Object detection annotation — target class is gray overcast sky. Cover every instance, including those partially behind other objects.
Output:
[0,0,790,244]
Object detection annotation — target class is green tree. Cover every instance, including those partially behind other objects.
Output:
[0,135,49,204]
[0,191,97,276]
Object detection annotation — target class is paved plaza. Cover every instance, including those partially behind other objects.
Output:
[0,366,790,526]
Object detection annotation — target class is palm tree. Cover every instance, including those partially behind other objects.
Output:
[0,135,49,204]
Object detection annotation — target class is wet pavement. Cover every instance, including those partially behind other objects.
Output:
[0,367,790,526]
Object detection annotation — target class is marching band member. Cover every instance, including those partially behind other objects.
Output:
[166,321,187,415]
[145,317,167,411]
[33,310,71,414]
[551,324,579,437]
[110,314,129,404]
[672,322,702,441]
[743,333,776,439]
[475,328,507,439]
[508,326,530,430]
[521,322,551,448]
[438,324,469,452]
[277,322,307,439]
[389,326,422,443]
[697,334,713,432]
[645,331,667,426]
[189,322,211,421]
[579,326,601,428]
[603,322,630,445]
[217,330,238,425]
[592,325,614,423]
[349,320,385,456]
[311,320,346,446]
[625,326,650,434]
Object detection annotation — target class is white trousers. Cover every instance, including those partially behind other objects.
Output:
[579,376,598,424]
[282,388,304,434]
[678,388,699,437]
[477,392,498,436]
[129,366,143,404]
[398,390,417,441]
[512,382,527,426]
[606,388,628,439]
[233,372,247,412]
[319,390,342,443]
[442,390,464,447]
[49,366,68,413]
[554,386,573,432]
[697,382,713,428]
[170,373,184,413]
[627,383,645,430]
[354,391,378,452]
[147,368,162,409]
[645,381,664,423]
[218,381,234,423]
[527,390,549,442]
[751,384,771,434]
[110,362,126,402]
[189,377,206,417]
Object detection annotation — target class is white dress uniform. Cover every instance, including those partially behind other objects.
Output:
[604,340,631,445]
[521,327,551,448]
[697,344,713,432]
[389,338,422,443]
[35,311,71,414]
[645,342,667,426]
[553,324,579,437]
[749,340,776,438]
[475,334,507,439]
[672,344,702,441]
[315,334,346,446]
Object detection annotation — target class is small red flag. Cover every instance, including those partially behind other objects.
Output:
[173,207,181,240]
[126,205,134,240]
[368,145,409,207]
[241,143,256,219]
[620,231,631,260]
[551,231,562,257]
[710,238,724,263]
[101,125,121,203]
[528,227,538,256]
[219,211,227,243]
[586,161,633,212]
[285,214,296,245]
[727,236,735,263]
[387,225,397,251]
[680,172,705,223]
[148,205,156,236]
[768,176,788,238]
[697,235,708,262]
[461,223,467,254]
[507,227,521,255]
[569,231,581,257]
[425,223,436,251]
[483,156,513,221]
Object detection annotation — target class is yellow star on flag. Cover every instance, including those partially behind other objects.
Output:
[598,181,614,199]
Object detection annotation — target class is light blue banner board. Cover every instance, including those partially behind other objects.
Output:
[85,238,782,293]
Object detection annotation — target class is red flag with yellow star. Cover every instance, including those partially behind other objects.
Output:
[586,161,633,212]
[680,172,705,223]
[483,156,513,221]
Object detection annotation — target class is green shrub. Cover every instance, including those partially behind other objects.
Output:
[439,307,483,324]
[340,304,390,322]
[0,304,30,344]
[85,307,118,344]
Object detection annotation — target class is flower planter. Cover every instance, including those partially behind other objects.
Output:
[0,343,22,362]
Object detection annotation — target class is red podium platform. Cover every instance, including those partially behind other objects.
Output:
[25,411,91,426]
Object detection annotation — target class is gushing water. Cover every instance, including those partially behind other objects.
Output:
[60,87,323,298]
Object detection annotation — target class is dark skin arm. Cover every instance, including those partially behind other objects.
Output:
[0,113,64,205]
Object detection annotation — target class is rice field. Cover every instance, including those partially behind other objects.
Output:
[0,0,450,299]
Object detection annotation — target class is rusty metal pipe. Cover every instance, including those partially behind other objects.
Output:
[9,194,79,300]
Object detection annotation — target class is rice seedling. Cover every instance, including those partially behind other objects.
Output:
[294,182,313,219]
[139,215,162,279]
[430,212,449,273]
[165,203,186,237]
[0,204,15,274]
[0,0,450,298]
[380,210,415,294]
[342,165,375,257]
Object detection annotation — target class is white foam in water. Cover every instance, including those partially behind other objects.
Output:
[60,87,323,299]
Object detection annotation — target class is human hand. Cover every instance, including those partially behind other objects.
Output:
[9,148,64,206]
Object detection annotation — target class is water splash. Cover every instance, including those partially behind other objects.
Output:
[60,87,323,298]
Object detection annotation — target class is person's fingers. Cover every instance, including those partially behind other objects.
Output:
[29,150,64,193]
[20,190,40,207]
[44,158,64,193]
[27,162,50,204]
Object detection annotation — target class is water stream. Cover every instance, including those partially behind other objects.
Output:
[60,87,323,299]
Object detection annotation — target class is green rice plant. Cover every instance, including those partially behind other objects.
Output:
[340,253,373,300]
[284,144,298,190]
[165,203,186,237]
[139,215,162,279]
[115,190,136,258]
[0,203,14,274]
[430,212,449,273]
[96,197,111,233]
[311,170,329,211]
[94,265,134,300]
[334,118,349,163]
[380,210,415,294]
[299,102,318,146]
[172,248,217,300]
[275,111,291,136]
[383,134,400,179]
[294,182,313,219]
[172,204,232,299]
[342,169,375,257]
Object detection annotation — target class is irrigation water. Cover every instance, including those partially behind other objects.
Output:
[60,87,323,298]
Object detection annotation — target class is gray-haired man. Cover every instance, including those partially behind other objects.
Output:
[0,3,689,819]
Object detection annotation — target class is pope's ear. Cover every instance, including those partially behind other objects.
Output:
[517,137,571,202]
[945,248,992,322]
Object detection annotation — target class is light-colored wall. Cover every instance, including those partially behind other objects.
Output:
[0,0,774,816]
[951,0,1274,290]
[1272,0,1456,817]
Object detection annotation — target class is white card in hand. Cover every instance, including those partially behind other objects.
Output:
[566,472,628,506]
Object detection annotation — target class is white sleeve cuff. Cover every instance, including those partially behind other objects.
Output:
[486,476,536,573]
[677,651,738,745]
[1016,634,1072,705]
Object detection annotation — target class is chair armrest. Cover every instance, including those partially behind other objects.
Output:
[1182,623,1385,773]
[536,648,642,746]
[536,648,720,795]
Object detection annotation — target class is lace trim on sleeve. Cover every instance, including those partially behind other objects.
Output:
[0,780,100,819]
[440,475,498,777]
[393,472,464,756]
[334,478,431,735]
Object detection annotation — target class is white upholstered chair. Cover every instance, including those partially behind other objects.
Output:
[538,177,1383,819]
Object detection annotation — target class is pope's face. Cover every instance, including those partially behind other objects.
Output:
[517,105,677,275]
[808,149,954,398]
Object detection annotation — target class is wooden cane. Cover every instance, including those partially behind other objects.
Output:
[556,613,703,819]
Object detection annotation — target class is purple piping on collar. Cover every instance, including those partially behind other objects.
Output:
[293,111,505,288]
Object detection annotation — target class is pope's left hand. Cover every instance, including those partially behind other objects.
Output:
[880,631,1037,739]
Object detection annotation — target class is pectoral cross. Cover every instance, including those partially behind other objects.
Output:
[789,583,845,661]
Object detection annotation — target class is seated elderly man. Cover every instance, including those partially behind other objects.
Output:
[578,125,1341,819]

=-=-=

**Task to carry out:**
Begin at the line that contains "Object detection annotation — target class is purple" and stop after the line that contains "[880,631,1037,739]". Write those lines out again, requests included, but multiply every bounding-box coordinate in the answers by 0.9 and round each result to the nearest whole number, with halves rounded up.

**Result for this exercise:**
Object detection annotation — target class is purple piping on collar. Cover every instance, including those partially behind other objects.
Output:
[264,100,455,259]
Object detection annotation — target class is pope's left hand. Cover every instance, including those partially behind other objects.
Output:
[792,568,933,665]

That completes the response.